TASK ITEM – Whatever pictures appear, omit them, and repeat the data below exactly.

INPUT DATA –

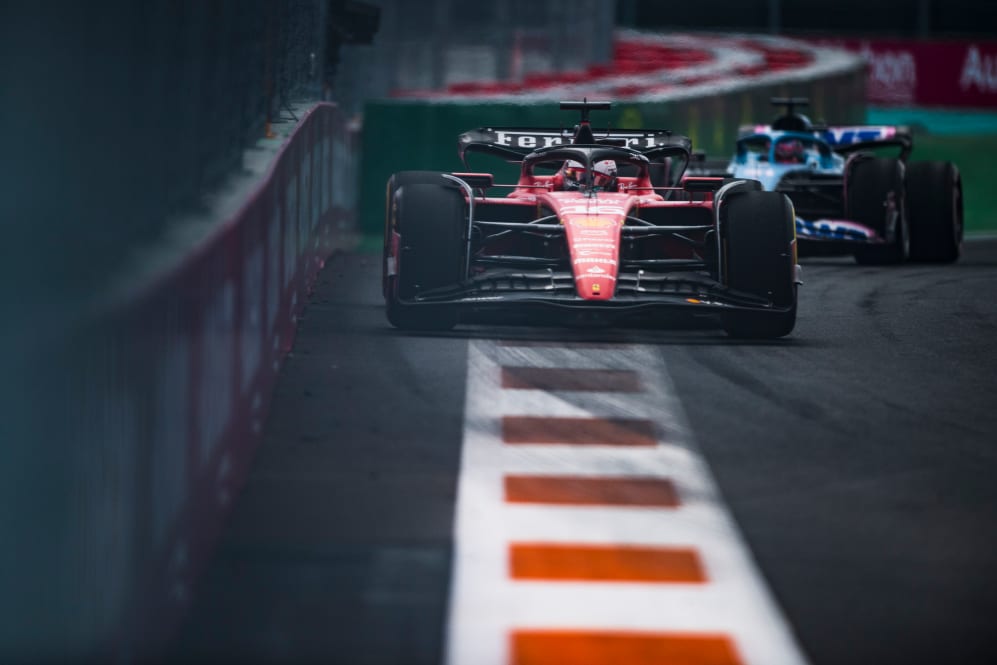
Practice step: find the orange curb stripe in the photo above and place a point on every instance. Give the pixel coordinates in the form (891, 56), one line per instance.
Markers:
(588, 491)
(578, 431)
(561, 647)
(544, 378)
(604, 563)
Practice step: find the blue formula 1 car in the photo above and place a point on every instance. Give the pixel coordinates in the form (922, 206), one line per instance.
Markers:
(848, 198)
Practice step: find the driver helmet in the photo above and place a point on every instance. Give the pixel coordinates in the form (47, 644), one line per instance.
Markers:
(604, 175)
(574, 174)
(789, 152)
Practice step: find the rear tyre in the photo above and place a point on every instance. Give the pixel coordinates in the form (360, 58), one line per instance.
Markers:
(759, 232)
(934, 211)
(430, 221)
(875, 198)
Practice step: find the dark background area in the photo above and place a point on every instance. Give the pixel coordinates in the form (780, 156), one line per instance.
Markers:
(841, 18)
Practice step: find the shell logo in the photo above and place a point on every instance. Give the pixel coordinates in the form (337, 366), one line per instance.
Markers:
(592, 222)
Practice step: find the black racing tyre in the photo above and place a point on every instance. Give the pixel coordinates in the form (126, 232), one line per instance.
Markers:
(397, 180)
(430, 219)
(934, 211)
(759, 235)
(874, 188)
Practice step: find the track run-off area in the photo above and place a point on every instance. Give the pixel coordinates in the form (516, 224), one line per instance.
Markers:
(593, 495)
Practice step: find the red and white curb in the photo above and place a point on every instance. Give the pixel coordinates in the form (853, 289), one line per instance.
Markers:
(588, 528)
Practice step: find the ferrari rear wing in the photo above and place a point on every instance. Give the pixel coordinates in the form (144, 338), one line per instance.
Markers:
(514, 143)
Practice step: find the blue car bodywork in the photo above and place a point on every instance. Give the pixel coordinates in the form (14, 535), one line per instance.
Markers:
(810, 167)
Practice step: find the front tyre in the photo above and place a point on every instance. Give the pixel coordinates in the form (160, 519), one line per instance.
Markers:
(875, 198)
(429, 254)
(934, 210)
(759, 232)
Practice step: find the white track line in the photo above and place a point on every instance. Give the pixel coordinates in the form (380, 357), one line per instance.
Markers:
(486, 604)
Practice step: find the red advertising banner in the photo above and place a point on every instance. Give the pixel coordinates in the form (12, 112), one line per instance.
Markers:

COMPLETED TASK –
Practice step: find the orange curb stripe in the photo above and place a point on every instance. Give the pixel coordinates in the form (891, 56), one line per instance.
Markers:
(588, 491)
(578, 431)
(561, 647)
(544, 378)
(604, 563)
Practice step: find the blue formula 1 car in the photo above and place a point on every instance. Give the pixel coordinates in the form (922, 206), one line per instance.
Markers:
(848, 198)
Practice step: find the driver helmet in the photo above and place a point on every instance. Give the pixel coordinates in the form (47, 644), one line per instance.
Markers:
(604, 175)
(574, 174)
(789, 152)
Practice step: find the rear tyre in the photo above and place a point on every instance. Give the pixel coordinates in the form (360, 58), one line per instance.
Markers:
(759, 232)
(934, 211)
(430, 221)
(875, 198)
Practice step: find the dark background area in the photo above and place a point on every instance. Give the pixel coordinates in the form (780, 156), one line per instance.
Markers:
(841, 18)
Practice step: find the shell logo in the photo above and place a point on every instance. Give the pixel coordinates in the form (337, 366), one line per instance.
Markers:
(592, 222)
Practice step: find the black racing tyre in the photo above and place a point on every instance. Give the pixel coordinates in the form (126, 232), one line per instance.
Markers:
(397, 180)
(430, 219)
(934, 211)
(759, 235)
(874, 188)
Practice step: find the track run-off area in the photo above and place a point on every instance. Give the pixel coordinates in the form (516, 224), one line per instance.
Markers:
(593, 495)
Practice step: find the red and white curb in the photo above and place a point on every instance. Give the pixel coordinates in the form (853, 289), one line per instance.
Markers:
(588, 528)
Practice step: find the ferrari rear wing in the photo above and place a point on every instance. Give the pixel coordinates in the form (144, 338), one line per instance.
Markers:
(514, 143)
Practice step: find the blue car bodywork in the photo above and place a point on every instance. Give the pixel coordinates in the form (14, 535), one line per instance.
Markers:
(810, 167)
Practice step: find the front tyre in the photo above and place a point on every instance. Give the pixel coordinates in the form (160, 519), one line per instance.
Markers:
(875, 198)
(429, 254)
(934, 210)
(759, 232)
Practice step: find the white track line in the photo above and place a point on every instance. Give the pixel coordinates in the form (380, 357), one line per instance.
Markers:
(486, 604)
Practice step: find the red advertising banner in the photo above and place a point on every instance. Give the pixel coordinates in the form (12, 112), one line per instance.
Markers:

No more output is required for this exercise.